PAGE

** BEGIN **

DOTS Y. Hayashi, Ed.
Internet-Draft NTT
Intended status: Informational K. Nishizuka, Ed.
Expires: September 9, 2019 NTT Communications
M. Boucadair, Ed.
Orange
March 8, 2019

DDoS Mitigation Offload: A DOTS Applicability Use Case
draft-hayashi-dots-dms-offload-usecase-00

Abstract

This document describes the applicability of DOTS to a DDoS mitigation offload use case. This use case assumes that a DMS (DDoS Mitigation System) whose utilization rate is high sends its blocked traffic information to an orchestrator using DOTS protocols, then the orchestrator requests forwarding nodes such as routers to filter the traffic. Doing so enables service providers to mitigate DDoS attack traffic automatically while ensuring interoperability and distributed filter enforcement.

Status of This Memo

This Internet-Draft is submitted in full conformance with the provisions of BCP 78 and BCP 79.

Internet-Drafts are working documents of the Internet Engineering Task Force (IETF). Note that other groups may also distribute working documents as Internet-Drafts. The list of current Internet-Drafts is at https://datatracker.ietf.org/drafts/current/.

Internet-Drafts are draft documents valid for a maximum of six months and may be updated, replaced, or obsoleted by other documents at any time. It is inappropriate to use Internet-Drafts as reference material or to cite them other than as "work in progress."

This Internet-Draft will expire on September 9, 2019.

** END **

Point annotations for photos
** BEGIN **

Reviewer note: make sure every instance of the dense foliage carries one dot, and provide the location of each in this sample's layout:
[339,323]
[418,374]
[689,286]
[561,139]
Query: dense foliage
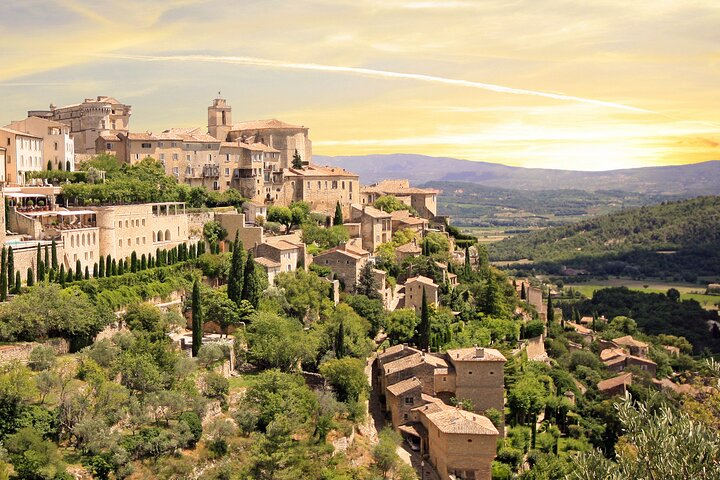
[677,240]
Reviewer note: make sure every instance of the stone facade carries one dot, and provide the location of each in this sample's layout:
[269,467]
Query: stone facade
[58,145]
[141,228]
[346,263]
[459,444]
[422,200]
[89,120]
[286,250]
[24,153]
[375,225]
[414,288]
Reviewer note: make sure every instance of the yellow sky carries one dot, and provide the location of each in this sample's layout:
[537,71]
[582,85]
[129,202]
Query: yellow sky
[556,84]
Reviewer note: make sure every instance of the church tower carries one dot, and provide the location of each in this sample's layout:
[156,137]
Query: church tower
[219,119]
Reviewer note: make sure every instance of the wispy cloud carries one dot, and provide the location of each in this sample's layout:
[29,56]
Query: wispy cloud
[369,72]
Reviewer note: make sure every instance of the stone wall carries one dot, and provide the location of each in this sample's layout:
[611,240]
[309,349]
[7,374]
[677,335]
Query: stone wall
[20,352]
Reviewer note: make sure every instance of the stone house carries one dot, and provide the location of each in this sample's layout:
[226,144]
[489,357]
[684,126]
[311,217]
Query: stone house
[414,288]
[375,225]
[422,200]
[616,385]
[457,443]
[346,262]
[90,119]
[286,250]
[636,347]
[408,250]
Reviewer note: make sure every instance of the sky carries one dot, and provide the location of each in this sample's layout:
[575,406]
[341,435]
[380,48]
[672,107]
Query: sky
[534,83]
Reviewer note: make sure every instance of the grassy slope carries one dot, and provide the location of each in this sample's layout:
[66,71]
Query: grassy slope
[691,228]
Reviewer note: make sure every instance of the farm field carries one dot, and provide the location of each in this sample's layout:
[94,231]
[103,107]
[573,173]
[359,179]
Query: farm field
[687,291]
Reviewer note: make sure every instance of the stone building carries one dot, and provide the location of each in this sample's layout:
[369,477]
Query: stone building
[375,225]
[282,137]
[414,288]
[413,384]
[23,153]
[141,228]
[346,262]
[58,145]
[89,120]
[285,250]
[422,200]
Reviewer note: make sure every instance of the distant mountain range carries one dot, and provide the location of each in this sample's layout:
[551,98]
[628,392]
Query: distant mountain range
[678,180]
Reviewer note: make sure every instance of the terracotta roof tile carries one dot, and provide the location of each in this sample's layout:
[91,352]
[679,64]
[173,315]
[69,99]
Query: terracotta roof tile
[470,354]
[454,420]
[404,386]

** END **

REQUIRED TASK
Edit the stretch of the DDoS mitigation offload draft from "This Internet-Draft is" through "September 9, 2019.", changing "six months" to "nine months", and give that stretch again. The listing stands apart from the DDoS mitigation offload draft and is separate material.

FINISHED EXERCISE
This Internet-Draft is submitted in full conformance with the provisions of BCP 78 and BCP 79.

Internet-Drafts are working documents of the Internet Engineering Task Force (IETF). Note that other groups may also distribute working documents as Internet-Drafts. The list of current Internet-Drafts is at https://datatracker.ietf.org/drafts/current/.

Internet-Drafts are draft documents valid for a maximum of nine months and may be updated, replaced, or obsoleted by other documents at any time. It is inappropriate to use Internet-Drafts as reference material or to cite them other than as "work in progress."

This Internet-Draft will expire on September 9, 2019.